■ **What is expected**: Using the records that appear below, write out exactly the lines from the one with "Task: indicate the ceiling fan light" through the one with "Task: indicate the book in", keeping both end lines.

:::::

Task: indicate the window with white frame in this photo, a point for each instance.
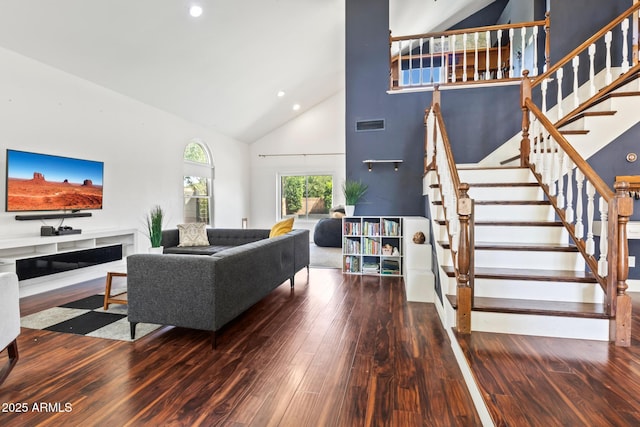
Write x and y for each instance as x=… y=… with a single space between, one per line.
x=305 y=196
x=197 y=181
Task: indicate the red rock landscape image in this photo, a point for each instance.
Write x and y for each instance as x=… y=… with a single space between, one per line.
x=39 y=194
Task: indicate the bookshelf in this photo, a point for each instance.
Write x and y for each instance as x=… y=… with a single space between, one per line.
x=372 y=245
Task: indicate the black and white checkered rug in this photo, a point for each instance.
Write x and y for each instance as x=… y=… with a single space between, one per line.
x=87 y=317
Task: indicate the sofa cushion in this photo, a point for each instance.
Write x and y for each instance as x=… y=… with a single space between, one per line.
x=193 y=234
x=282 y=227
x=196 y=250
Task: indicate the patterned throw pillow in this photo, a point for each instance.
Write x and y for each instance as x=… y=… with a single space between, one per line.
x=282 y=227
x=193 y=234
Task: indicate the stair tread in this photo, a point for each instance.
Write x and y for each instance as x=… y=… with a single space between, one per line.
x=504 y=184
x=503 y=202
x=540 y=307
x=574 y=132
x=511 y=246
x=513 y=223
x=528 y=274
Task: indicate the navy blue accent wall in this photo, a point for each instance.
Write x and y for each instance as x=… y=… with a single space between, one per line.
x=610 y=162
x=477 y=123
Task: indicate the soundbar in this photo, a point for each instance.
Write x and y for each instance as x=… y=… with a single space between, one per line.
x=52 y=216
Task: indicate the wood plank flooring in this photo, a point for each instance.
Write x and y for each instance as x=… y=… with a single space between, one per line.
x=337 y=351
x=538 y=381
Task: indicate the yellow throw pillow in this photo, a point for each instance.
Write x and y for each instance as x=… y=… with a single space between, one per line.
x=193 y=234
x=282 y=227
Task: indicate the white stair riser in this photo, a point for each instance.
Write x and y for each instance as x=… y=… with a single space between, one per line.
x=484 y=233
x=514 y=213
x=419 y=285
x=538 y=290
x=496 y=175
x=547 y=326
x=529 y=260
x=575 y=125
x=506 y=193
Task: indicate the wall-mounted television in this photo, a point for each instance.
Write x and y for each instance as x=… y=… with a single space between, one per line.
x=43 y=182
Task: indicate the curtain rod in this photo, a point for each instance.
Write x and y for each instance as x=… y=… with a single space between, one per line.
x=300 y=154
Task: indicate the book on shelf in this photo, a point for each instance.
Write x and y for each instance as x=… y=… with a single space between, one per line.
x=391 y=228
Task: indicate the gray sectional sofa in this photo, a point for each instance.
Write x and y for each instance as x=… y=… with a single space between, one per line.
x=206 y=287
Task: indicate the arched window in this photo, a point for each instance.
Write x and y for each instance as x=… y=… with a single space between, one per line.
x=198 y=185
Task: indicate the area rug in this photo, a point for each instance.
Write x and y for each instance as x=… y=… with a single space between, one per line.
x=321 y=257
x=87 y=317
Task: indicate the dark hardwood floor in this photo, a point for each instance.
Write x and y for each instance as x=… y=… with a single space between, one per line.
x=337 y=351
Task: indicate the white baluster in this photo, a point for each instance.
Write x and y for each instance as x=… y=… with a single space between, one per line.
x=476 y=77
x=523 y=38
x=400 y=63
x=553 y=171
x=568 y=213
x=499 y=63
x=431 y=144
x=443 y=74
x=562 y=160
x=559 y=75
x=579 y=184
x=592 y=73
x=432 y=45
x=604 y=247
x=576 y=65
x=453 y=58
x=544 y=87
x=464 y=57
x=625 y=46
x=411 y=62
x=421 y=64
x=487 y=73
x=590 y=247
x=535 y=50
x=607 y=42
x=511 y=58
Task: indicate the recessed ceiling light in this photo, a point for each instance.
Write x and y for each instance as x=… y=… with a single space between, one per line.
x=195 y=11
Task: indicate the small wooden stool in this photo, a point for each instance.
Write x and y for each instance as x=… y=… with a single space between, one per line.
x=120 y=298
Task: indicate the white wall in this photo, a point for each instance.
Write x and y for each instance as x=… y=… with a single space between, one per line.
x=48 y=111
x=319 y=130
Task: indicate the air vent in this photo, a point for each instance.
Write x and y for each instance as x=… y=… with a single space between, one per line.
x=366 y=125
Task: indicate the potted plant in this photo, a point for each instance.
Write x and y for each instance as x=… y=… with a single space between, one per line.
x=154 y=228
x=353 y=191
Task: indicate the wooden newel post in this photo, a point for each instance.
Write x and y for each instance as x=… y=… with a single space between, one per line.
x=525 y=93
x=464 y=297
x=623 y=301
x=427 y=160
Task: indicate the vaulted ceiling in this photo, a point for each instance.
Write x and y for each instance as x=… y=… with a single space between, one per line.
x=222 y=70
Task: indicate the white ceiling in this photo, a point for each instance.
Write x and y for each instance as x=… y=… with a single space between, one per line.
x=221 y=70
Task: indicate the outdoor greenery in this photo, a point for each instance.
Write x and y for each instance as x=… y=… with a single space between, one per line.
x=296 y=188
x=353 y=191
x=154 y=226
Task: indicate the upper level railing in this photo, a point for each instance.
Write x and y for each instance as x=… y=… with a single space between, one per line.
x=577 y=192
x=457 y=208
x=495 y=53
x=607 y=56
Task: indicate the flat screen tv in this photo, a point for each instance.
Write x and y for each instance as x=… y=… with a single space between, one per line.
x=43 y=182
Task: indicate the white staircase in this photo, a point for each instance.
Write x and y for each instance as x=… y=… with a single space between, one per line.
x=529 y=278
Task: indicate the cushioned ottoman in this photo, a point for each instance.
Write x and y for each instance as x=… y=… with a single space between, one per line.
x=328 y=233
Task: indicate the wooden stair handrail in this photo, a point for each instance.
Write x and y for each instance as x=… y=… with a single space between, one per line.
x=473 y=30
x=601 y=187
x=462 y=256
x=569 y=57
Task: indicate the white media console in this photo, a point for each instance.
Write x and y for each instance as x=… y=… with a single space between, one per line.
x=48 y=262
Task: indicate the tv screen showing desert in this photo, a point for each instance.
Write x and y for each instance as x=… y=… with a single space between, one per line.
x=37 y=182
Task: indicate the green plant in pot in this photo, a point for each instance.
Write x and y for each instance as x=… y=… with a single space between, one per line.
x=353 y=191
x=154 y=228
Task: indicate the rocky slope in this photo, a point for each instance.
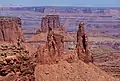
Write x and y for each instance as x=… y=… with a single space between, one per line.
x=77 y=71
x=10 y=29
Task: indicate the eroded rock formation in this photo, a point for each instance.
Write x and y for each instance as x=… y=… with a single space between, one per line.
x=10 y=29
x=82 y=47
x=51 y=52
x=52 y=21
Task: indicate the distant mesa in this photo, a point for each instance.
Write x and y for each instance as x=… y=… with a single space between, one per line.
x=10 y=29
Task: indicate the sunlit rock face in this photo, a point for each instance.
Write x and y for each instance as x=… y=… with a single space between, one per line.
x=10 y=29
x=52 y=21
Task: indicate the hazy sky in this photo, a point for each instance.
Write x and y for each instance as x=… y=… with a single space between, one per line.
x=88 y=3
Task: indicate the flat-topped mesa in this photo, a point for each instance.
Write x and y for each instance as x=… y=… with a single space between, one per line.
x=82 y=46
x=10 y=29
x=52 y=21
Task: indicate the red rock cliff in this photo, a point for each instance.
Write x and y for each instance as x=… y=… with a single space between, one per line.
x=52 y=21
x=82 y=47
x=10 y=29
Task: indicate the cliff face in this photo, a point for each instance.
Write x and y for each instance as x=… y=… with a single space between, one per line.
x=50 y=21
x=10 y=29
x=82 y=47
x=51 y=52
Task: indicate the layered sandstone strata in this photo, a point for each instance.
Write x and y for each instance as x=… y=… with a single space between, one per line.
x=52 y=21
x=10 y=29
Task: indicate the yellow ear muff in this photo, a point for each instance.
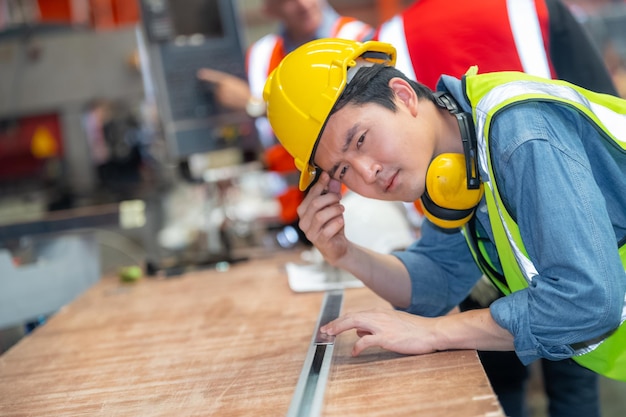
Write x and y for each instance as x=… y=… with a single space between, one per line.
x=447 y=200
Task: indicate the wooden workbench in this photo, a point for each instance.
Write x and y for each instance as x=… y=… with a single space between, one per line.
x=220 y=344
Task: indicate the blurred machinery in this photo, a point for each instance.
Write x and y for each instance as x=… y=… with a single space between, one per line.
x=180 y=37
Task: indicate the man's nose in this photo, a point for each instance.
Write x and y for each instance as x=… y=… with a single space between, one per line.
x=368 y=169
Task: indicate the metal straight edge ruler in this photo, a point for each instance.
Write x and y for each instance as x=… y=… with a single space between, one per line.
x=308 y=396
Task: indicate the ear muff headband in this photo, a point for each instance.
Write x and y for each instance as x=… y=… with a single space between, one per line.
x=457 y=203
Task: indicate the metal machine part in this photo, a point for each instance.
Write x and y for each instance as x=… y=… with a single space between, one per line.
x=179 y=38
x=309 y=393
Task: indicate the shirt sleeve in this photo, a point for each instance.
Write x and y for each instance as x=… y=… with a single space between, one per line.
x=441 y=268
x=547 y=183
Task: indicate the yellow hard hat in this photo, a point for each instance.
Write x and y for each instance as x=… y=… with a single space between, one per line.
x=302 y=90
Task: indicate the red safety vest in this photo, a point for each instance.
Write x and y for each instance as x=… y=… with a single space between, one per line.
x=262 y=57
x=496 y=35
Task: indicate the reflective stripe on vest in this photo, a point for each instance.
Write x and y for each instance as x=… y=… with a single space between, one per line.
x=519 y=29
x=490 y=93
x=259 y=58
x=392 y=32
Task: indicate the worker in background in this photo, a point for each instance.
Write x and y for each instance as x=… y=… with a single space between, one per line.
x=300 y=21
x=522 y=178
x=539 y=37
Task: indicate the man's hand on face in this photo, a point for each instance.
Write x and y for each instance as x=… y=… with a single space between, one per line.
x=321 y=218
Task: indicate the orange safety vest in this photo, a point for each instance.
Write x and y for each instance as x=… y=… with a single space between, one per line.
x=261 y=58
x=496 y=35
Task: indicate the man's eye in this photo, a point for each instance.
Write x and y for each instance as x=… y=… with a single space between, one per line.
x=360 y=141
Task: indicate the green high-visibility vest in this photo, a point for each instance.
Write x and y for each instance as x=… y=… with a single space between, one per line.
x=491 y=93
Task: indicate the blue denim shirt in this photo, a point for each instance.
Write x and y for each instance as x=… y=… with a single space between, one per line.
x=567 y=192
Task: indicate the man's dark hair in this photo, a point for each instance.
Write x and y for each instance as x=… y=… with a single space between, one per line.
x=371 y=85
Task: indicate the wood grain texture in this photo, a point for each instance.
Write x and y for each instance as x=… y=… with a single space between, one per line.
x=382 y=383
x=218 y=344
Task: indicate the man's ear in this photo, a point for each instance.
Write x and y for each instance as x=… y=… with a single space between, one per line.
x=404 y=93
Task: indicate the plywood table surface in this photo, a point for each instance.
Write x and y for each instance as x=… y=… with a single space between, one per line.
x=220 y=344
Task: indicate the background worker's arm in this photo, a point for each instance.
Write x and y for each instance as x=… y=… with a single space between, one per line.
x=412 y=334
x=230 y=91
x=321 y=219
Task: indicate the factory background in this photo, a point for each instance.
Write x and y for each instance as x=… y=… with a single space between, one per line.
x=79 y=129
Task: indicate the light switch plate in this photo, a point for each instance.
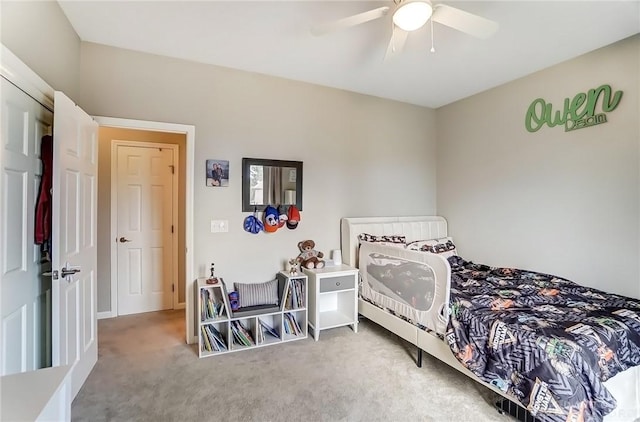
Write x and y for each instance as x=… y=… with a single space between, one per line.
x=219 y=226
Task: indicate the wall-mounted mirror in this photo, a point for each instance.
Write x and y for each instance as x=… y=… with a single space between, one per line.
x=271 y=182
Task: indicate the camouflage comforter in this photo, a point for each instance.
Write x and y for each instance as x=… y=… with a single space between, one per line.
x=545 y=340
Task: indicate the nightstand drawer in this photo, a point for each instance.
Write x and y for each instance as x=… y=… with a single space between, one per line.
x=332 y=284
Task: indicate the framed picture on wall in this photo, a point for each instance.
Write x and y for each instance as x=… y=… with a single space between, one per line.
x=218 y=173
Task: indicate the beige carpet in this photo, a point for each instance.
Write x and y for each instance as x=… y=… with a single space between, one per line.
x=145 y=372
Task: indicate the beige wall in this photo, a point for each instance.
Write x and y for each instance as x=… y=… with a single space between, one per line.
x=39 y=33
x=362 y=155
x=566 y=203
x=106 y=136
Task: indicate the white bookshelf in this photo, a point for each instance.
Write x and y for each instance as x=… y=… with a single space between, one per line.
x=288 y=320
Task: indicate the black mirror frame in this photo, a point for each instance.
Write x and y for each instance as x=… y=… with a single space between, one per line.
x=248 y=162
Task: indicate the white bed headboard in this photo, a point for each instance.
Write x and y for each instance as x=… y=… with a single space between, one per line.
x=414 y=228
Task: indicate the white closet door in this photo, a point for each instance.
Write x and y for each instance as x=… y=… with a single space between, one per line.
x=74 y=240
x=24 y=325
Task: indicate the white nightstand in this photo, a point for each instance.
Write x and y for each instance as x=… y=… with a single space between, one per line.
x=333 y=298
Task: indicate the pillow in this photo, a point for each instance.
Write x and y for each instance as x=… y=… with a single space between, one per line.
x=254 y=294
x=443 y=246
x=391 y=240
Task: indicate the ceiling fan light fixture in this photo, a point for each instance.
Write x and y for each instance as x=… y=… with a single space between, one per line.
x=412 y=15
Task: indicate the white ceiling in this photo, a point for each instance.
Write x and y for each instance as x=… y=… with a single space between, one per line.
x=273 y=38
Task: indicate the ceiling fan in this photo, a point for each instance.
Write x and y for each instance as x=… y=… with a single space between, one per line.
x=410 y=15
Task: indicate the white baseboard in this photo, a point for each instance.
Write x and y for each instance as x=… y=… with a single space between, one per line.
x=106 y=314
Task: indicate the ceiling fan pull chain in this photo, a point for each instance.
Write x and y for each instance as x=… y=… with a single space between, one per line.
x=433 y=50
x=393 y=44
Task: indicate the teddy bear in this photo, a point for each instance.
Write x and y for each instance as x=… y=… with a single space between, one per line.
x=309 y=257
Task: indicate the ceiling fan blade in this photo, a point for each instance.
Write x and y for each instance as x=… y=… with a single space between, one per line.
x=349 y=21
x=396 y=44
x=466 y=22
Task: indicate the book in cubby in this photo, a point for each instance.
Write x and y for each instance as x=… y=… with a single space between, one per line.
x=242 y=333
x=212 y=302
x=269 y=329
x=223 y=331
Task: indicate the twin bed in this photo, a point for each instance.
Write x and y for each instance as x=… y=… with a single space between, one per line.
x=562 y=351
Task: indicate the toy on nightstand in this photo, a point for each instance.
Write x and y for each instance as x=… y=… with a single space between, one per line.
x=309 y=257
x=212 y=279
x=294 y=266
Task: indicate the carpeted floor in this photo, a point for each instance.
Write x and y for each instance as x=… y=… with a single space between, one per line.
x=145 y=372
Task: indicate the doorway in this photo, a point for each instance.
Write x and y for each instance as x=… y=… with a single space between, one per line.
x=132 y=131
x=144 y=199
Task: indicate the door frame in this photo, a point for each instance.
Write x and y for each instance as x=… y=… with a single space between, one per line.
x=114 y=217
x=190 y=132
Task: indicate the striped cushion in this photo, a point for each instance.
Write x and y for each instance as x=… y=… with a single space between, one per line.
x=253 y=294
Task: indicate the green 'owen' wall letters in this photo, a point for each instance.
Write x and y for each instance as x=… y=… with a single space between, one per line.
x=577 y=114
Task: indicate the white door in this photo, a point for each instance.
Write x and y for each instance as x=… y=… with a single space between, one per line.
x=74 y=240
x=26 y=296
x=144 y=228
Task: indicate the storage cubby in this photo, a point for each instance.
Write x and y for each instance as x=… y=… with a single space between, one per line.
x=222 y=331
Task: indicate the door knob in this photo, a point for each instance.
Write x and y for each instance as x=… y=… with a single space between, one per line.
x=64 y=272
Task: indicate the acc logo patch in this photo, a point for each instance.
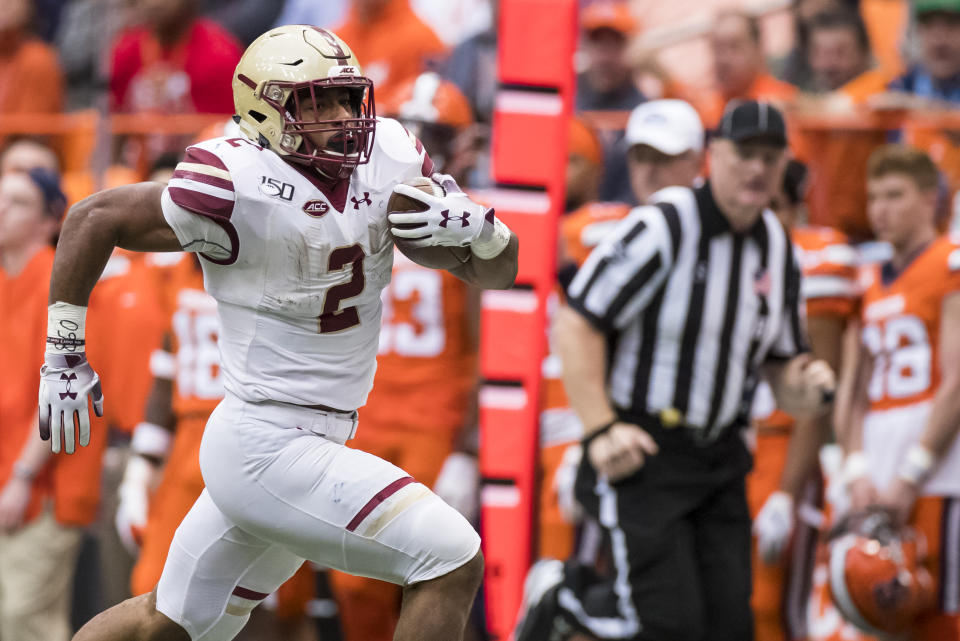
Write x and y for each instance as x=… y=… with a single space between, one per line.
x=316 y=208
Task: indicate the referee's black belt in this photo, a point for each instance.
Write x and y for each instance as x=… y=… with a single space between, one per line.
x=667 y=426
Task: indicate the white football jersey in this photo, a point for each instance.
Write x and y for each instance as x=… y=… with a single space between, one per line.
x=296 y=270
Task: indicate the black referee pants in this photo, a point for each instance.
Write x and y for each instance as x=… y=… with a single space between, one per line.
x=679 y=534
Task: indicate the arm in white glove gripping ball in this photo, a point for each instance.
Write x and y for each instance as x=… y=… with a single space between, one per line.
x=450 y=220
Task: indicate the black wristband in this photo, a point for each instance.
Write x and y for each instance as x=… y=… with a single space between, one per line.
x=600 y=431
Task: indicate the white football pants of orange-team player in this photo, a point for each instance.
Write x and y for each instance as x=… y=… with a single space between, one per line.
x=281 y=488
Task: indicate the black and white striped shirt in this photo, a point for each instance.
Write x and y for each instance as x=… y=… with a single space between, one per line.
x=693 y=309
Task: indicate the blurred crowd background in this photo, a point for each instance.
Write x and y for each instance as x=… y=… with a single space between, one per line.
x=108 y=92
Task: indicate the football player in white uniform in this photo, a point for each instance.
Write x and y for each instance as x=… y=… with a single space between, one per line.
x=291 y=222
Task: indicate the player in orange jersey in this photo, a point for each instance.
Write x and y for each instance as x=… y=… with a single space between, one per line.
x=902 y=450
x=421 y=414
x=784 y=473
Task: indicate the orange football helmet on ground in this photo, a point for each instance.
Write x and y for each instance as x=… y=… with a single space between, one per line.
x=877 y=578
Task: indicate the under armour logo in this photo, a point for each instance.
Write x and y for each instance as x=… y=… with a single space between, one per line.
x=447 y=218
x=365 y=200
x=69 y=378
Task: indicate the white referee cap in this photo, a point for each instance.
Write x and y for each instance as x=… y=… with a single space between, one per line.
x=669 y=126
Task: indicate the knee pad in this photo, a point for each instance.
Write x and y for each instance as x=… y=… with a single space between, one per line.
x=440 y=538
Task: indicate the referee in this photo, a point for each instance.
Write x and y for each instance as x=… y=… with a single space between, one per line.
x=669 y=325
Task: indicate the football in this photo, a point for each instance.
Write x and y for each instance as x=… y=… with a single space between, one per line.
x=435 y=257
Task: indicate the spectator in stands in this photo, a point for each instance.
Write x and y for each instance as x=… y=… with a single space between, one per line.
x=605 y=84
x=606 y=81
x=935 y=80
x=472 y=66
x=320 y=14
x=839 y=50
x=794 y=68
x=30 y=76
x=393 y=43
x=175 y=62
x=245 y=19
x=44 y=501
x=739 y=67
x=87 y=29
x=584 y=166
x=24 y=154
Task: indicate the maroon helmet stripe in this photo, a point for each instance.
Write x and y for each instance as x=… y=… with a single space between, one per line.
x=200 y=203
x=204 y=178
x=338 y=50
x=246 y=593
x=202 y=156
x=378 y=498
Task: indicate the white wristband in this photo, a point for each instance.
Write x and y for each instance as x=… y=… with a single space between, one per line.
x=855 y=467
x=150 y=439
x=916 y=465
x=486 y=248
x=66 y=328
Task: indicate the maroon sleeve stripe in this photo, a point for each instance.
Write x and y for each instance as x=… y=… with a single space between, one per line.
x=195 y=154
x=200 y=203
x=247 y=593
x=204 y=178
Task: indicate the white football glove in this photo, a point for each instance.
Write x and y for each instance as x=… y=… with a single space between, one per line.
x=564 y=480
x=139 y=478
x=458 y=484
x=773 y=526
x=452 y=220
x=66 y=380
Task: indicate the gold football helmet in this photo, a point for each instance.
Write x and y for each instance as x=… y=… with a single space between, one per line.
x=282 y=72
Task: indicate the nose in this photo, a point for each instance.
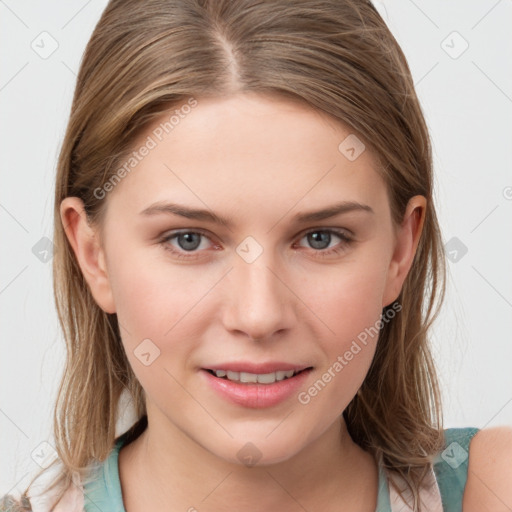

:::::

■ **Written answer**:
Task: indicate the ceiling fan light fixture in this photo, a point for each instance.
Write x and y for each instance as x=… y=… with a single space between, one per line.
x=412 y=15
Task: indicate the white ceiling in this photo, a point for each instance.
Write x and y for each instance as x=… y=… with a single space between, one per line.
x=273 y=38
Task: indicate the ceiling fan in this photo, a point for each instance.
Write x and y for each instance as x=… y=… with a single space between, one per line.
x=410 y=15
Task: indicate the white baseboard in this photo, a point for each instance.
Write x and y for each instance as x=… y=… with a single space between, one per line.
x=106 y=314
Task: indicate the ceiling fan pull chain in this photo, a point for each instance.
Write x and y for each instance as x=… y=… with a single space between, one per line.
x=433 y=50
x=393 y=44
Task: indicate the teddy bear in this photo, a point for each instance.
Write x and y for each instance as x=… y=… with a single space between, one per line.
x=309 y=257
Task: indicate the ceiling fan blade in this photo, a point for each instance.
Write x and y for each instance as x=… y=… with a single space between, one per line.
x=349 y=21
x=396 y=44
x=466 y=22
Task: indicate the book in cubby in this photo, a point for each instance.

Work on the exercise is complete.